▶ Selected excerpt
☆ ☆ ☆ ☆
Moonmathpi496 wrote: BTW there is another solution, faster than ours. For this we need to show that $ H$ is the center of the circle. That can be done by calculating the radius using trigonometry. Can you post this solution? Thanks a lot

Actually this solution is from IMO compendium. This is surprisingly short for an ISL 04. Triangles $ AHB, BHC, CHA, ABC$ have the same circumradius $ R$. $ BCP_1H$ is concyclic and therefore $ HP_1 =2R \cos \theta$. The same holds for the other radii and the conclusion follows.
☆ ☆ ☆ ☆
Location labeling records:
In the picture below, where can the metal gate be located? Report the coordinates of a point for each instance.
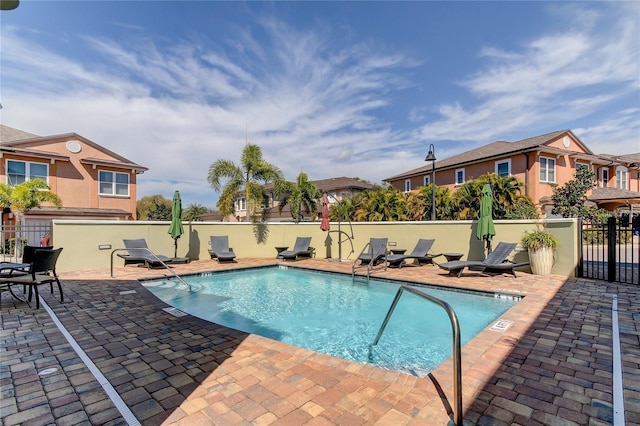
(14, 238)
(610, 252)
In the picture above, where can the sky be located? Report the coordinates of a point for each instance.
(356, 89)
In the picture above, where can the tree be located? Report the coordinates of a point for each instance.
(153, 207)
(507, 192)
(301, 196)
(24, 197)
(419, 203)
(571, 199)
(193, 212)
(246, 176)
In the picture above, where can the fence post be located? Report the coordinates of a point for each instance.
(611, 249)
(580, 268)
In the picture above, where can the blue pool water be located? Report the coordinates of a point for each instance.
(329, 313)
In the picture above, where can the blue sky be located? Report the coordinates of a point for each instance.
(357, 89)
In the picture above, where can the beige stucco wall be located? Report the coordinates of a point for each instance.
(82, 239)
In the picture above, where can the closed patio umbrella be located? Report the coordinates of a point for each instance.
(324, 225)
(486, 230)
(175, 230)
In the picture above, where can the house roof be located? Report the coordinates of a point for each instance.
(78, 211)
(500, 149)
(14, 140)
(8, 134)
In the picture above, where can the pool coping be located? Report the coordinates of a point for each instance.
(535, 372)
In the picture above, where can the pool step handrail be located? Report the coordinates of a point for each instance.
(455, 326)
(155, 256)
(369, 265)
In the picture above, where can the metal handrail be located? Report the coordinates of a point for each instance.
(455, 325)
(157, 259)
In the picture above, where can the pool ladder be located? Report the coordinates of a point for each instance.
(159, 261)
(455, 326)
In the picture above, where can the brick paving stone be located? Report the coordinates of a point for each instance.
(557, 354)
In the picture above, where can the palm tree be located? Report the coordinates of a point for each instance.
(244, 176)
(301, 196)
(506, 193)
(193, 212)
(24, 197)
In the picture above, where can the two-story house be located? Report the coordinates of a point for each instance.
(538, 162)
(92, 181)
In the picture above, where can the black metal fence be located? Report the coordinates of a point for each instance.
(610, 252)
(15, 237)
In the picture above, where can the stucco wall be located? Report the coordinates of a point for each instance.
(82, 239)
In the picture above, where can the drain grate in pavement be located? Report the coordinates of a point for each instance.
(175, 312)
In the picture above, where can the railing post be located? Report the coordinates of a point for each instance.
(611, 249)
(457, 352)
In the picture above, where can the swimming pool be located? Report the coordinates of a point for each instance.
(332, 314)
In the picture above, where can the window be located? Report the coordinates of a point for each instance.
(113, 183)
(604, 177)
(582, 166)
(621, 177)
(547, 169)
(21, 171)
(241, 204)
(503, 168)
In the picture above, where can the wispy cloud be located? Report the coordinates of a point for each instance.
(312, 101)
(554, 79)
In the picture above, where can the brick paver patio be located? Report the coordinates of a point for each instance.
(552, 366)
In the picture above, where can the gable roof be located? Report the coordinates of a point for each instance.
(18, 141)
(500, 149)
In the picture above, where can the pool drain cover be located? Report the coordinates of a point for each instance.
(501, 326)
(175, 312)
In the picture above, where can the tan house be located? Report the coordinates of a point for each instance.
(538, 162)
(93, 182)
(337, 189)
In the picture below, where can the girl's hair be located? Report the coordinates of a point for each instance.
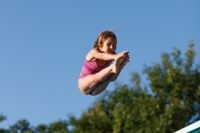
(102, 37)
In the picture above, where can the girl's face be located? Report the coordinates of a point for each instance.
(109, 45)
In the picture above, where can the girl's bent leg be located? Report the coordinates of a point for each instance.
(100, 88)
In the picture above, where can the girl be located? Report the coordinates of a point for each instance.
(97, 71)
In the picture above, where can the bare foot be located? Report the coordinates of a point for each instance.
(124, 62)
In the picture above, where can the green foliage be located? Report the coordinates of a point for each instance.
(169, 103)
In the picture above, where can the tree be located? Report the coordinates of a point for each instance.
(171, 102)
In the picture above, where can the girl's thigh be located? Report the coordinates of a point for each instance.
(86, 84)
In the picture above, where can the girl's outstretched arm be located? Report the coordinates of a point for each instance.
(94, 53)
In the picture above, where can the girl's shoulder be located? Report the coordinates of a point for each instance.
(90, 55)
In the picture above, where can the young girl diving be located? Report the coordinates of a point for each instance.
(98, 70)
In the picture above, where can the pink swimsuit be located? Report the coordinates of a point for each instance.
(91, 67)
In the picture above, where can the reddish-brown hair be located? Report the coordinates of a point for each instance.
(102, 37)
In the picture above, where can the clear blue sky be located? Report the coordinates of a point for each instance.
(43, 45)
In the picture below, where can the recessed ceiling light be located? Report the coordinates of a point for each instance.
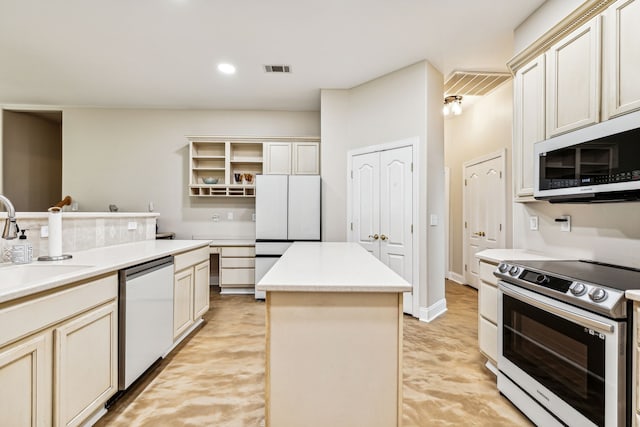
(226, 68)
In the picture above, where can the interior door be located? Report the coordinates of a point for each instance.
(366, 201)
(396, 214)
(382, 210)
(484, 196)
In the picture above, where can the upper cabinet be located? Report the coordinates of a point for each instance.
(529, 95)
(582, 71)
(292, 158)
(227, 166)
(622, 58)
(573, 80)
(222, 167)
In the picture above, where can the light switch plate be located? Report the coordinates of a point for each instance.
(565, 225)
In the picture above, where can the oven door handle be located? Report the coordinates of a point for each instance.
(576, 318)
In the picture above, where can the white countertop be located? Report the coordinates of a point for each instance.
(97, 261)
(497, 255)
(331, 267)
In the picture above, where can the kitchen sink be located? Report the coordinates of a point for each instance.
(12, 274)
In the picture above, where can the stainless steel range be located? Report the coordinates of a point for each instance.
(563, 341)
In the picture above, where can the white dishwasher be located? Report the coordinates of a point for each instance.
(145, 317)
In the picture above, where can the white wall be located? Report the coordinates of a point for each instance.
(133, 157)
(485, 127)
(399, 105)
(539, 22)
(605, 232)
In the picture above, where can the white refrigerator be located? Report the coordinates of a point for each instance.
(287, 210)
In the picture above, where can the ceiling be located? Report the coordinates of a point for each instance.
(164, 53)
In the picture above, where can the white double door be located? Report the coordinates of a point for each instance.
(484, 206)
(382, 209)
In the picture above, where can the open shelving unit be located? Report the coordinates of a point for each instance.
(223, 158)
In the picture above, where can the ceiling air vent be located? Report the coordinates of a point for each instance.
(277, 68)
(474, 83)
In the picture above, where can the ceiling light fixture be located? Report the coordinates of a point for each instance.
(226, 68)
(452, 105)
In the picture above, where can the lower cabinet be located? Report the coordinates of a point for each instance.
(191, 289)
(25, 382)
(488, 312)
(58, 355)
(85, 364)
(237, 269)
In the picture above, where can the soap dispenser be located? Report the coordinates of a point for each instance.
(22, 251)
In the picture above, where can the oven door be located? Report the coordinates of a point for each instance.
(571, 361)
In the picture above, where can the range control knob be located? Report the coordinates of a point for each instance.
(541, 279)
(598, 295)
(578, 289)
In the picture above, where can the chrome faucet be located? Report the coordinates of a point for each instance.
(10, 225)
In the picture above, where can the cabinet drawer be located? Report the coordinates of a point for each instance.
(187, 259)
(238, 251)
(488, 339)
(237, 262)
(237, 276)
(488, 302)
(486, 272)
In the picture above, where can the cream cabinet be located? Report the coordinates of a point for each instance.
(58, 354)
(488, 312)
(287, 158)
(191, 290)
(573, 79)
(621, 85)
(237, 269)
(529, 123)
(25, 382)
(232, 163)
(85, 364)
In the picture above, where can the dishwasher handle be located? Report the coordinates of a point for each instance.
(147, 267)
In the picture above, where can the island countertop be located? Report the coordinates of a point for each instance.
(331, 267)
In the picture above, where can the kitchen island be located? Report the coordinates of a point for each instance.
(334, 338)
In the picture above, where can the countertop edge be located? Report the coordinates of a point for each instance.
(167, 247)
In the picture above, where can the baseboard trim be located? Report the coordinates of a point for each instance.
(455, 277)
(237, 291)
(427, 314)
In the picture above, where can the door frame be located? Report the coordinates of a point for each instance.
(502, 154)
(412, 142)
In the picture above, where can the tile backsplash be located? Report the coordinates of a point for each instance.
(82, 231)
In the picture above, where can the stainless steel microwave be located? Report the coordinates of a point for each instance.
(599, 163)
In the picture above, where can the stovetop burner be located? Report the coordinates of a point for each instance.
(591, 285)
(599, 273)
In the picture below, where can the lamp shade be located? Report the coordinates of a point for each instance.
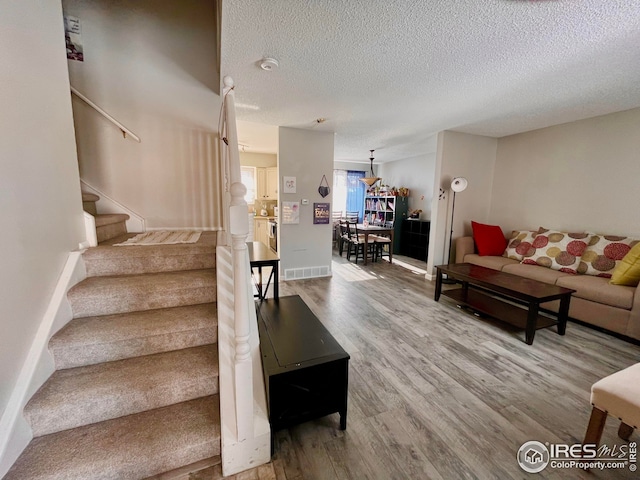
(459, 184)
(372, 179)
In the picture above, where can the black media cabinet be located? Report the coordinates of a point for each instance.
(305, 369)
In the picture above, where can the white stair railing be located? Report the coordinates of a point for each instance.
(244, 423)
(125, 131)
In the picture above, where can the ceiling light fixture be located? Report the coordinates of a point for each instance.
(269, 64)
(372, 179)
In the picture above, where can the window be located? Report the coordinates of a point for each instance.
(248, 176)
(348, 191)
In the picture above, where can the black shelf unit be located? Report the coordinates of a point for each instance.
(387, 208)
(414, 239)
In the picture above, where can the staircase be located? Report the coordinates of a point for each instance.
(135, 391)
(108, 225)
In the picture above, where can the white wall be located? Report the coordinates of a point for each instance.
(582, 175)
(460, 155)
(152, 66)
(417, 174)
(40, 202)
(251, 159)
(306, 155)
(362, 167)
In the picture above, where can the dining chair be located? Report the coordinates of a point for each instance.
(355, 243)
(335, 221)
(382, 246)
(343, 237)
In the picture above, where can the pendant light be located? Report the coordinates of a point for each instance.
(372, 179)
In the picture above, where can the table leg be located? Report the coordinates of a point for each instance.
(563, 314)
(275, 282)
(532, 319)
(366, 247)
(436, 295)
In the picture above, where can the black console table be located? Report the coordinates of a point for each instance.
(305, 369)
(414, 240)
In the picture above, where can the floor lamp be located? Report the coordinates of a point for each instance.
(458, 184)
☆ ☆ ☆ ☆
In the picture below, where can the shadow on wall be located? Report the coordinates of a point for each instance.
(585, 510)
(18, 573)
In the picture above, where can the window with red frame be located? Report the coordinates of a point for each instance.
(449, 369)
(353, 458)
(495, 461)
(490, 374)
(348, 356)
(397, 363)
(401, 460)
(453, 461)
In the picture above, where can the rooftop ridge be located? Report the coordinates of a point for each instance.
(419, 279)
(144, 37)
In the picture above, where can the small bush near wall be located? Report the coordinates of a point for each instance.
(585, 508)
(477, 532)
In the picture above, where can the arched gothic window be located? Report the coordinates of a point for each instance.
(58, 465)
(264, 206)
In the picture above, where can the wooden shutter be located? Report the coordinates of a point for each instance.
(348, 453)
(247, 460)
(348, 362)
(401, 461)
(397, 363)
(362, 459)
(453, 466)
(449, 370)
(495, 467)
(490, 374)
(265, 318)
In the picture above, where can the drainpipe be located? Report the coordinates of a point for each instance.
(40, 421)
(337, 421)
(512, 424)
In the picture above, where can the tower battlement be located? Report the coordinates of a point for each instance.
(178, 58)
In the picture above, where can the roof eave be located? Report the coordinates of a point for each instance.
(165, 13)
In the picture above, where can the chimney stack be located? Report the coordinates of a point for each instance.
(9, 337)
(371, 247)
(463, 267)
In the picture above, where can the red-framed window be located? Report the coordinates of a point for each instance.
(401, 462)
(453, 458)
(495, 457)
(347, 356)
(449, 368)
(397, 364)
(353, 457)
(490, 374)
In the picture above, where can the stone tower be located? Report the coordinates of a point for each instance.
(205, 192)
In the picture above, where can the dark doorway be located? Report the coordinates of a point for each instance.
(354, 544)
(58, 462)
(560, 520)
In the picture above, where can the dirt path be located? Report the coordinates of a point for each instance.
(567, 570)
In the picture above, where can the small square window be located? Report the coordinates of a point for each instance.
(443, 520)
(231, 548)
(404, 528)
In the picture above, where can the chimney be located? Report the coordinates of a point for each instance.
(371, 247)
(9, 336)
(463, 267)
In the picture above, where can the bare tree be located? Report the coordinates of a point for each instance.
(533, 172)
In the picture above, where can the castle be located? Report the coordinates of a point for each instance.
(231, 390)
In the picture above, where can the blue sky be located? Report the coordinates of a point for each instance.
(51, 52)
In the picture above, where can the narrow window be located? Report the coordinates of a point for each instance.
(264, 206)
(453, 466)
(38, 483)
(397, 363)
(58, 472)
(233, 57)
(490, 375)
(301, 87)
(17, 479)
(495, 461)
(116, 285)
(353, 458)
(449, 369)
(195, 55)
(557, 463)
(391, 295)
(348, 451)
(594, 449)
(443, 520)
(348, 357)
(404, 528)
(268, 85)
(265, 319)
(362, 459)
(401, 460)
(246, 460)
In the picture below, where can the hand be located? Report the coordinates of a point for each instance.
☆ ☆ ☆ ☆
▶ Problems to work on
[1] Reproduce the part of the geometry excerpt that opens with the words containing "Actually this solution" and closes with "the conclusion follows.".
[2] Find every line of the records that contains the string "island", matching case, and copy each of those lines.

▶ Solution list
[1]
Actually this solution is from IMO compendium. This is surprisingly short for an ISL 04. Triangles $ AHB, BHC, CHA, ABC$ have the same circumradius $ R$. $ BCP_1H$ is concyclic and therefore $ HP_1 =2R \cos \theta$. The same holds for the other radii and the conclusion follows.

[2]
In the picture above, where can the island countertop be located? Report the coordinates of a point for each instance.
In the picture above, where can the kitchen island be located? Report the coordinates of a point for each instance.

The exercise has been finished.